◆ THE PROBLEM ◆
Copy out all of the material exactly as presented.

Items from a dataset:

◇ ◇ ◇ ◇ ◇ ◇ ◇

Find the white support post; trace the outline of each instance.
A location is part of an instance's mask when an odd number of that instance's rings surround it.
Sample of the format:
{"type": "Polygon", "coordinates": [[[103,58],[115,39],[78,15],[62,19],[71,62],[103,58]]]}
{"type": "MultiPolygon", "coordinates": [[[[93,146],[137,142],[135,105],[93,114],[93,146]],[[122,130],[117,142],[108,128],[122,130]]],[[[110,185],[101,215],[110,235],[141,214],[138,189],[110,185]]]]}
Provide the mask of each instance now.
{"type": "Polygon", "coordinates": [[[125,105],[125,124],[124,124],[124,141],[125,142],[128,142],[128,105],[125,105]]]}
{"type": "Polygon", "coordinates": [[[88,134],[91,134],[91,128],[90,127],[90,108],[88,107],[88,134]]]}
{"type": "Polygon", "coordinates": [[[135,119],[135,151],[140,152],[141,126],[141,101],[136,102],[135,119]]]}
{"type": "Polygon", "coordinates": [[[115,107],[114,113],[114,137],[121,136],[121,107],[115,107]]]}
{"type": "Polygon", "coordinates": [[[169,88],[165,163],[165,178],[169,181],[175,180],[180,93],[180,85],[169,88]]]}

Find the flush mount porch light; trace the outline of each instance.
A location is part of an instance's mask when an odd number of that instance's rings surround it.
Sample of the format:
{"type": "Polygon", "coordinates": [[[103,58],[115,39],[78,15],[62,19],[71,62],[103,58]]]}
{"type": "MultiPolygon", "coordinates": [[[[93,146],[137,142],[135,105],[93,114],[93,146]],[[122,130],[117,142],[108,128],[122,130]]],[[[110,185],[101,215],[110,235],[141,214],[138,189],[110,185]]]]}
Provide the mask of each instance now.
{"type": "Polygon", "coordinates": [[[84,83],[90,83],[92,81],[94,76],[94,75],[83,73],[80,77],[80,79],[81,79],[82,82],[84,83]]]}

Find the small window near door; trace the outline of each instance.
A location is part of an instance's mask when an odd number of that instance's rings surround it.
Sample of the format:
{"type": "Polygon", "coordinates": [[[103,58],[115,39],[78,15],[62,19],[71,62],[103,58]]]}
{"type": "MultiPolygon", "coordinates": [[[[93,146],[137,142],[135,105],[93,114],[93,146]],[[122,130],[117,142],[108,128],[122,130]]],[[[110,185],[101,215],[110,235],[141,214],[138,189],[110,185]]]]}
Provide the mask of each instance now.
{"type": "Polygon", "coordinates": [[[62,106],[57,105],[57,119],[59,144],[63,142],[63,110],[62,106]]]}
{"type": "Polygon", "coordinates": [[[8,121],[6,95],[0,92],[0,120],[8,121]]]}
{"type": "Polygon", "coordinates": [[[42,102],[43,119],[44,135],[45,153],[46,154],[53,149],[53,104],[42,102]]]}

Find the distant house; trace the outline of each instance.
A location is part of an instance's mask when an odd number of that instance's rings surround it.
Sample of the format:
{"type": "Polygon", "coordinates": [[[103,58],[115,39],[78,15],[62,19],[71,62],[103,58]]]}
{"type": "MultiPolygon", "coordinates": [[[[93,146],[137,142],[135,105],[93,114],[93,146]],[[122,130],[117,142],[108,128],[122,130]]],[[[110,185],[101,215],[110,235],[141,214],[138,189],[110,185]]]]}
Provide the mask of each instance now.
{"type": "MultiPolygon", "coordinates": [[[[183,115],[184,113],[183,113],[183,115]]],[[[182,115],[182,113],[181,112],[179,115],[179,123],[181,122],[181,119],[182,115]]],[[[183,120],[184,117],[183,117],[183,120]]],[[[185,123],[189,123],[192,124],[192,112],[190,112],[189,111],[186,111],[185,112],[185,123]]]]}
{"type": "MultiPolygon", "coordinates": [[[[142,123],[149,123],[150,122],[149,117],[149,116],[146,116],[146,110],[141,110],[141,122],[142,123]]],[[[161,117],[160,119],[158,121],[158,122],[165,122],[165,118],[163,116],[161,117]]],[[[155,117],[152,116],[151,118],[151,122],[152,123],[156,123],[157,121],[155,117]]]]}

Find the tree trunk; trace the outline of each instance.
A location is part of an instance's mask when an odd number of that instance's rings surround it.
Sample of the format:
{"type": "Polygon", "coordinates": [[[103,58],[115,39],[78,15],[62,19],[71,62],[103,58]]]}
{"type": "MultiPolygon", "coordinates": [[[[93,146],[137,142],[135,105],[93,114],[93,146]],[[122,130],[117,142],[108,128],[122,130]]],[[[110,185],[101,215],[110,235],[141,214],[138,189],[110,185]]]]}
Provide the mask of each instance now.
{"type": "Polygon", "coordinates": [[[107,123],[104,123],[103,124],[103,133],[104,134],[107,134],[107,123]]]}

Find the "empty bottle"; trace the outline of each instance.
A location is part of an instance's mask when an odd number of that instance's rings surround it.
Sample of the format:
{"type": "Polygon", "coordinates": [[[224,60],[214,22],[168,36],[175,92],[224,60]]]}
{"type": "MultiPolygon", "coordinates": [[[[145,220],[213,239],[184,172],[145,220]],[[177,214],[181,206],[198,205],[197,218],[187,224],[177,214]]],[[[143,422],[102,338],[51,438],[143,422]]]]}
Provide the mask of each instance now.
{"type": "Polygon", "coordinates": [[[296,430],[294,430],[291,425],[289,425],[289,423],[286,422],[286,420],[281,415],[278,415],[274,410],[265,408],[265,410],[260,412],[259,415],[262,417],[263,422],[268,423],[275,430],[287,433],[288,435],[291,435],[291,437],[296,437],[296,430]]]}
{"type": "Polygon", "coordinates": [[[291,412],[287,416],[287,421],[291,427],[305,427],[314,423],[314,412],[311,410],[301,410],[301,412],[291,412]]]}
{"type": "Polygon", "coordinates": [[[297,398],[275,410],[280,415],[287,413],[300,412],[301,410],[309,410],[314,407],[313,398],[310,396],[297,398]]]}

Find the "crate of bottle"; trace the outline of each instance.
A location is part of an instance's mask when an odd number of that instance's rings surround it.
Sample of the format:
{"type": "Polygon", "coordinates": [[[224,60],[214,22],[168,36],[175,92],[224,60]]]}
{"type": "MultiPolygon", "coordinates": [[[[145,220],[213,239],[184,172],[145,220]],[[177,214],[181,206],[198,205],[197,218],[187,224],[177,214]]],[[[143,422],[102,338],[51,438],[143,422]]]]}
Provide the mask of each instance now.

◇ ◇ ◇ ◇ ◇ ◇ ◇

◆ RESPONSE FOR THIS EXERCISE ◆
Find the white support post; trace the outline of each instance.
A location is part of an instance's mask when an odd number of that instance's rings surround it.
Sample of the format:
{"type": "Polygon", "coordinates": [[[103,58],[115,39],[78,15],[62,19],[71,62],[103,58]]]}
{"type": "MultiPolygon", "coordinates": [[[[93,146],[137,142],[135,105],[93,114],[93,146]],[[122,130],[117,142],[108,128],[122,130]]],[[[110,185],[101,215],[110,235],[141,214],[138,189],[110,185]]]]}
Provide the mask of each instance now.
{"type": "Polygon", "coordinates": [[[125,105],[125,124],[124,124],[124,141],[125,142],[128,142],[128,105],[125,105]]]}
{"type": "Polygon", "coordinates": [[[88,134],[91,134],[91,128],[90,127],[90,108],[88,107],[88,134]]]}
{"type": "Polygon", "coordinates": [[[135,119],[135,151],[140,152],[141,126],[141,101],[136,102],[135,119]]]}
{"type": "Polygon", "coordinates": [[[115,107],[114,113],[114,137],[121,136],[121,107],[115,107]]]}
{"type": "Polygon", "coordinates": [[[169,88],[165,163],[165,178],[169,181],[175,180],[180,93],[180,85],[169,88]]]}

Find the flush mount porch light; trace the outline of each instance.
A location is part of an instance's mask when an odd number of that instance's rings surround it.
Sample of the format:
{"type": "Polygon", "coordinates": [[[103,58],[115,39],[78,15],[62,19],[71,62],[103,58]]]}
{"type": "MultiPolygon", "coordinates": [[[[93,146],[137,142],[135,105],[93,114],[93,146]],[[122,130],[117,142],[108,128],[122,130]]],[[[110,185],[101,215],[110,235],[141,214],[138,189],[110,185]]]]}
Provide the mask of each instance now.
{"type": "Polygon", "coordinates": [[[84,83],[90,83],[92,81],[94,76],[94,75],[83,73],[80,77],[80,79],[81,79],[82,82],[84,83]]]}

Find the small window near door; trace the outline of each instance.
A location is part of an instance's mask when an odd number of that instance's rings surround it.
Sample of the format:
{"type": "Polygon", "coordinates": [[[103,58],[115,39],[78,15],[62,19],[71,62],[103,58]]]}
{"type": "MultiPolygon", "coordinates": [[[[93,146],[137,142],[135,105],[93,114],[93,146]],[[122,130],[117,142],[108,128],[122,130]]],[[[110,185],[101,215],[110,235],[141,214],[138,189],[110,185]]]]}
Provide the mask of each instance now.
{"type": "Polygon", "coordinates": [[[62,106],[57,105],[57,119],[59,144],[63,142],[63,110],[62,106]]]}
{"type": "Polygon", "coordinates": [[[8,121],[6,95],[0,92],[0,120],[8,121]]]}
{"type": "Polygon", "coordinates": [[[42,102],[43,119],[44,135],[45,153],[46,154],[53,149],[53,104],[42,102]]]}

Find the distant house; trace the outline of each instance.
A location is part of an instance's mask when an odd number of that instance's rings surround it.
Sample of the format:
{"type": "Polygon", "coordinates": [[[103,58],[115,39],[78,15],[62,19],[71,62],[103,58]]]}
{"type": "MultiPolygon", "coordinates": [[[[93,146],[137,142],[135,105],[93,114],[93,146]],[[122,130],[117,142],[108,128],[122,130]]],[[[110,185],[101,215],[110,235],[141,214],[138,189],[110,185]]]]}
Provide the mask of each instance now.
{"type": "MultiPolygon", "coordinates": [[[[183,115],[184,113],[183,113],[183,115]]],[[[182,115],[182,113],[181,112],[179,115],[179,123],[181,122],[181,119],[182,115]]],[[[183,120],[184,117],[183,117],[183,120]]],[[[185,123],[189,123],[192,124],[192,112],[190,112],[189,111],[186,111],[185,112],[185,123]]]]}
{"type": "MultiPolygon", "coordinates": [[[[142,123],[149,123],[150,122],[149,117],[149,116],[146,116],[146,110],[141,110],[141,122],[142,123]]],[[[161,117],[160,119],[158,121],[158,122],[165,122],[165,118],[163,116],[161,117]]],[[[155,117],[152,116],[151,118],[151,122],[152,123],[156,123],[157,121],[155,117]]]]}

Find the tree trunk; trace the outline of each instance.
A location is part of an instance's mask when an odd number of that instance's rings surround it.
Sample of the format:
{"type": "Polygon", "coordinates": [[[103,58],[115,39],[78,15],[62,19],[71,62],[103,58]]]}
{"type": "MultiPolygon", "coordinates": [[[[93,146],[137,142],[135,105],[93,114],[93,146]],[[122,130],[117,142],[108,128],[122,130]]],[[[110,185],[101,215],[110,235],[141,214],[138,189],[110,185]]]]}
Provide the mask of each instance now.
{"type": "Polygon", "coordinates": [[[107,123],[104,123],[103,124],[103,133],[104,134],[107,134],[107,123]]]}

Find the "empty bottle"; trace the outline of each instance.
A location is part of an instance's mask when an odd number of that instance's rings surround it.
Sample of the format:
{"type": "Polygon", "coordinates": [[[224,60],[214,22],[168,36],[175,92],[224,60]]]}
{"type": "MultiPolygon", "coordinates": [[[[145,220],[213,239],[184,172],[145,220]],[[177,214],[181,206],[198,205],[197,218],[187,224],[177,214]]],[[[143,422],[102,338],[51,438],[143,422]]]]}
Provide the mask of each instance now.
{"type": "Polygon", "coordinates": [[[296,430],[294,430],[291,425],[289,425],[289,423],[286,422],[286,420],[281,415],[278,415],[274,410],[265,408],[265,410],[260,412],[259,415],[262,417],[263,422],[268,423],[275,430],[287,433],[288,435],[291,435],[291,437],[296,437],[296,430]]]}
{"type": "Polygon", "coordinates": [[[291,412],[287,416],[287,421],[291,427],[305,427],[314,423],[314,412],[311,410],[301,410],[301,412],[291,412]]]}
{"type": "Polygon", "coordinates": [[[297,398],[275,410],[280,415],[287,413],[300,412],[301,410],[309,410],[314,407],[313,398],[310,396],[297,398]]]}

Find the "crate of bottle"; trace the outline of each instance.
A location is part of an instance's mask when an odd number of that instance's rings surround it.
Sample of the format:
{"type": "Polygon", "coordinates": [[[224,60],[214,22],[168,36],[175,92],[224,60]]]}
{"type": "MultiPolygon", "coordinates": [[[[145,220],[213,239],[184,172],[145,220]],[[177,214],[181,206],[198,205],[197,218],[187,224],[177,214]]],[[[143,422],[102,338],[51,438],[143,422]]]]}
Provide the mask of each instance now.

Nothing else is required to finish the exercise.